Action item: Each line below should be written out again without any change.

Material shown:
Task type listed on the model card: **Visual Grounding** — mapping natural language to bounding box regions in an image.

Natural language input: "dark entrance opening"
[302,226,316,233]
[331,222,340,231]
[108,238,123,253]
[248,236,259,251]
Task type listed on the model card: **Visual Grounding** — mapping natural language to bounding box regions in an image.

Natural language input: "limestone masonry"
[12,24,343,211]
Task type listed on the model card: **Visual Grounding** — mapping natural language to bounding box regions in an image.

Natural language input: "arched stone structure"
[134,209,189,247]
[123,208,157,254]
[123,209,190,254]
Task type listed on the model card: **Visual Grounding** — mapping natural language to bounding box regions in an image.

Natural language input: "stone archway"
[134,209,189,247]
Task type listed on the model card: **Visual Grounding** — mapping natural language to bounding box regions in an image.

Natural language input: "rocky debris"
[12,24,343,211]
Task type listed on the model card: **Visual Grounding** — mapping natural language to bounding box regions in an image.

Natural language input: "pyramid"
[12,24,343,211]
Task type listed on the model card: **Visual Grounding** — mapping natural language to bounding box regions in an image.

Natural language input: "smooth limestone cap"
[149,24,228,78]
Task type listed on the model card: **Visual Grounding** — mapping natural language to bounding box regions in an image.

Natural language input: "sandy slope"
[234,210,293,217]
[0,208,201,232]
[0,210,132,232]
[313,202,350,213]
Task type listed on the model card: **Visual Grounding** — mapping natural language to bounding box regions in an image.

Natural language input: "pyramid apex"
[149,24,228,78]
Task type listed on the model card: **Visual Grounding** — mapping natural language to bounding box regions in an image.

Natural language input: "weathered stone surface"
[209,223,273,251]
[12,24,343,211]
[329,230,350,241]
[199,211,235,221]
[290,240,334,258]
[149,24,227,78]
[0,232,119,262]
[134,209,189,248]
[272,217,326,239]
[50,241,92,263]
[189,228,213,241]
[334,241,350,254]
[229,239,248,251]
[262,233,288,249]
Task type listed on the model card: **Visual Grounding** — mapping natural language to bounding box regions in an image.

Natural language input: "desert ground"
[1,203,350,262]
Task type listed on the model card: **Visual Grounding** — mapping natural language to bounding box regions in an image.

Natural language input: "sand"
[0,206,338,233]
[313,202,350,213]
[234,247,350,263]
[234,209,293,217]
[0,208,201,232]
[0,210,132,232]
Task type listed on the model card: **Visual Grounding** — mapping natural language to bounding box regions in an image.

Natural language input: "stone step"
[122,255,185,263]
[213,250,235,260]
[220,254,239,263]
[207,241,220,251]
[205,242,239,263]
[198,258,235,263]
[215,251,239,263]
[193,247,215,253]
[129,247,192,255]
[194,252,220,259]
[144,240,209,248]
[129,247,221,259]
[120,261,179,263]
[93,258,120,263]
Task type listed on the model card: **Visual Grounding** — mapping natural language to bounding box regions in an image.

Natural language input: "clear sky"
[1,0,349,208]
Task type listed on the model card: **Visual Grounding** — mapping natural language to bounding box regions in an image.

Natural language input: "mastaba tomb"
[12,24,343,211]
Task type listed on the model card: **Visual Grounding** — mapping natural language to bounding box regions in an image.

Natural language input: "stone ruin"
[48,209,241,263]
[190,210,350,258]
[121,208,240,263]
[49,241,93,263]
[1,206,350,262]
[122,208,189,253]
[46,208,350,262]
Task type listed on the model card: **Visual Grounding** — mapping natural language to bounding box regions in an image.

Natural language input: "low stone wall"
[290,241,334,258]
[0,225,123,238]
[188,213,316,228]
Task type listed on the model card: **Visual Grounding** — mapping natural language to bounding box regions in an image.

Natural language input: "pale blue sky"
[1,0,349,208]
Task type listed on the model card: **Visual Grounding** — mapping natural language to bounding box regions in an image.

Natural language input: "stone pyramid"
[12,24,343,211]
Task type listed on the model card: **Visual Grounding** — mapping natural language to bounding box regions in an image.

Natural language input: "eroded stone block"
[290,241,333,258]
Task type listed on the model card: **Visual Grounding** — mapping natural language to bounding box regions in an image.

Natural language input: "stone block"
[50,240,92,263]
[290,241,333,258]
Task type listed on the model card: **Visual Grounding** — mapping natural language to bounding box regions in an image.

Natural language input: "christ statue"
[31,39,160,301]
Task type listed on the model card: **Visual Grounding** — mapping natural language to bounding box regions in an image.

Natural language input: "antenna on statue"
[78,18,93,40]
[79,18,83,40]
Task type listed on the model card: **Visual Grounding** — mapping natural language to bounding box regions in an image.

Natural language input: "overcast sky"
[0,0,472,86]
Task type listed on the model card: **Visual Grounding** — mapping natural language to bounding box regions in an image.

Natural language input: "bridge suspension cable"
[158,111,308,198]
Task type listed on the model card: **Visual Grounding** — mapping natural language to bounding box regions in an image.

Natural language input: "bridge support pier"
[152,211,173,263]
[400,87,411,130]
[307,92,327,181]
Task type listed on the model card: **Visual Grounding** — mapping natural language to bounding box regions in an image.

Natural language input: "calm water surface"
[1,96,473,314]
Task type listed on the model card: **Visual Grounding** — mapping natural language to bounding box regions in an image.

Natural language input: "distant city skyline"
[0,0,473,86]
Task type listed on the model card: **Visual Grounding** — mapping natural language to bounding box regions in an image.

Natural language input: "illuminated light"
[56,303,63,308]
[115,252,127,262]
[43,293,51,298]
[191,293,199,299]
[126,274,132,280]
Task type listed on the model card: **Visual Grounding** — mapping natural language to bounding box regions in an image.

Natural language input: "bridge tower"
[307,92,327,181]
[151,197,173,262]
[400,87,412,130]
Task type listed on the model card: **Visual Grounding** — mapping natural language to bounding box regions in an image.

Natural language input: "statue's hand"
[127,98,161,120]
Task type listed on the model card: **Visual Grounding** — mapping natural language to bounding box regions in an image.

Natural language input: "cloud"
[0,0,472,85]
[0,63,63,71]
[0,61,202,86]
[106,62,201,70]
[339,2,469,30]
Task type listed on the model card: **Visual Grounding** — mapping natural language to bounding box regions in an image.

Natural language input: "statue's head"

Answer:
Task type listed on the model card: **Visual Grounding** — mapping natural language to bounding box regions in an image.

Natural language input: "dark entrance opening"
[302,226,316,233]
[331,222,340,231]
[108,238,123,253]
[248,236,259,251]
Task type listed on the model card: **Visual Grounding** — mapping natural language to bounding box regions in an image.

Natural language input: "limestone masonry"
[12,24,343,211]
Task type listed on the model card: **Visual Grounding** — mapping natural language to bounding box regions in an image.

Natural language input: "arched stone structure"
[134,209,189,247]
[123,208,157,254]
[123,209,190,254]
Task type listed on the model card: **Visual Grounding** — mapping natural language to bounding box regions in an image.

Natural language input: "stone archway"
[134,209,189,247]
Task type listed on the model card: **Visual Grounding** — mapping natural language to bounding box regions in an image.

Natural language input: "rocky debris"
[12,24,343,211]
Task type listed on the model card: **Visual Grounding** — mapping natural language to bounding box regions in an image.

Natural language input: "pyramid"
[12,24,343,211]
Task type listed on the model card: **Visual Grounding** — mapping natural language to bounding box regions in an image.

Natural language input: "smooth limestone cap"
[149,24,228,78]
Task type listed on the model card: **Visual Grounding** — mapping natural language to bounding box regions in an image.

Natural language input: "sandy slope"
[234,210,293,217]
[0,208,201,232]
[0,210,132,232]
[313,202,350,213]
Task type listed on the model card: **Visual Grounding** — mapping natural language to bounding box regions in an image.

Natural language input: "pyramid apex"
[149,24,228,78]
Task type listed on the model card: **Visual Grounding** — mapping natural language to bounding box regions in an image.

Natural language input: "weathered stone surface"
[209,223,273,251]
[12,24,343,211]
[329,230,350,241]
[199,211,235,221]
[290,240,334,258]
[149,24,227,78]
[0,232,119,262]
[134,209,189,248]
[272,217,326,239]
[50,241,92,263]
[189,228,213,241]
[334,241,350,254]
[229,239,248,251]
[262,233,288,249]
Task type listed on the model card: **Visual Grounding** — mapping natural language to bounding box regions in an image.

Natural language input: "desert ground"
[1,203,350,262]
Task type listed on the model card: **Visual Grounding** — mapping natural language to bounding box regions in an image.

Natural language input: "sand"
[0,206,338,233]
[313,202,350,213]
[234,247,350,263]
[234,209,293,217]
[0,208,201,232]
[0,210,132,232]
Task type listed on the model card: **Visual Grounding** — mapping natural language to bounding box regions in an image.

Natural language input: "stone step"
[122,255,185,263]
[213,250,235,260]
[220,254,239,263]
[207,241,220,251]
[205,242,239,263]
[198,258,235,263]
[215,251,239,263]
[193,247,215,253]
[129,247,192,255]
[194,252,220,259]
[144,240,209,248]
[129,247,221,259]
[120,261,179,263]
[93,258,120,263]
Task type listed on the model card: **Visual Grounding** — mapping natural language to bounding box regions in an image.

Natural language input: "clear sky"
[1,0,349,208]
Task type listed on the model card: **Visual Grounding** — mapping natural language to bounding box regions in an image.

Natural language input: "mastaba tomb"
[12,24,343,211]
Task type listed on the model card: **Visual Grounding** — mapping natural language to bounding box regions in an image.

Natural language input: "stone ruin"
[48,209,241,263]
[190,210,350,258]
[121,208,240,263]
[49,241,93,263]
[1,206,350,262]
[122,208,189,253]
[46,208,350,262]
Task type listed on the model card: **Visual Grounding** — mapping natural language to bounding box regions in an image.

Natural language input: "low stone wall"
[290,241,334,258]
[0,225,123,238]
[188,213,316,228]
Task type listed on the model card: **Visual Grounding** — mapping natural language to bounding box regions in an image.

Natural language input: "pale blue sky"
[1,0,349,208]
Task type listed on the model card: **Visual Grounding** — mapping natural language to bounding box regions in an image.

Natural language input: "stone pyramid"
[12,24,343,211]
Task type listed on the model card: **Visual Grounding** — mapping natural language to bounding box regions in an image.

Natural language input: "eroded stone block"
[290,241,333,258]
Task type listed on the model card: **Visual Grounding** — mapping natural language to bounding box regions in an image.

Natural language input: "stone block"
[50,240,92,263]
[290,241,333,258]
Task type listed on the model card: **Visual Grounding** — mapping natural language to bounding box regions in an image.

Natural language input: "christ statue"
[31,39,160,301]
Task type listed on the model card: **Visual Grounding** — mapping natural language to bounding box regions in an image.

Natural language input: "antenna on statue"
[78,18,93,40]
[79,18,83,40]
Task type listed on the model card: **Visual Grounding** — mapping natural language to bounding box regions in an image.

Natural language input: "overcast sky"
[0,0,472,86]
Task type listed on the model card: **Visual Grounding** — mapping natural language to bounding box regions in an image.

Natural language input: "bridge suspension cable"
[158,111,308,198]
Task type listed on the model card: **Visual Grounding** — mapping natural language to bounding box regions in an image.

Natural language input: "bridge support pier"
[152,211,173,263]
[400,87,411,130]
[307,92,327,181]
Task type listed on the model card: **Visual Grounding** — mapping natural language to bounding box regions in an image.

Natural language input: "calm water surface"
[1,96,473,314]
Task type listed on the model card: **Visual Grounding** — mapping natural language to bounding box regions in an image.

Natural language input: "distant city skyline"
[0,0,473,86]
Task type listed on the model card: **Visual Grounding** — mapping natural language to bounding box regions in an image.

Natural language input: "illuminated light"
[56,303,63,308]
[115,252,127,262]
[43,293,51,298]
[191,293,199,299]
[126,274,132,280]
Task type listed on the model card: **Visual Grounding** — mapping natural language to bounding box regions in an image.

Natural language input: "bridge tower"
[307,92,327,181]
[151,197,173,262]
[400,87,412,130]
Task type listed on the model card: **Visual Grounding** — mapping natural language to bounding box regions in an image.

Natural language input: "statue's hand"
[127,98,161,120]
Task type listed on the model card: **Visual Grounding** — mapping natural language to bounding box regions in an image.

Natural language input: "cloud"
[0,0,472,85]
[0,63,63,71]
[0,61,202,86]
[106,62,201,70]
[339,2,469,30]
Task type listed on the model card: **Visual Grounding** — mapping natural language to bounding box regions in an image.

Natural language input: "statue's head"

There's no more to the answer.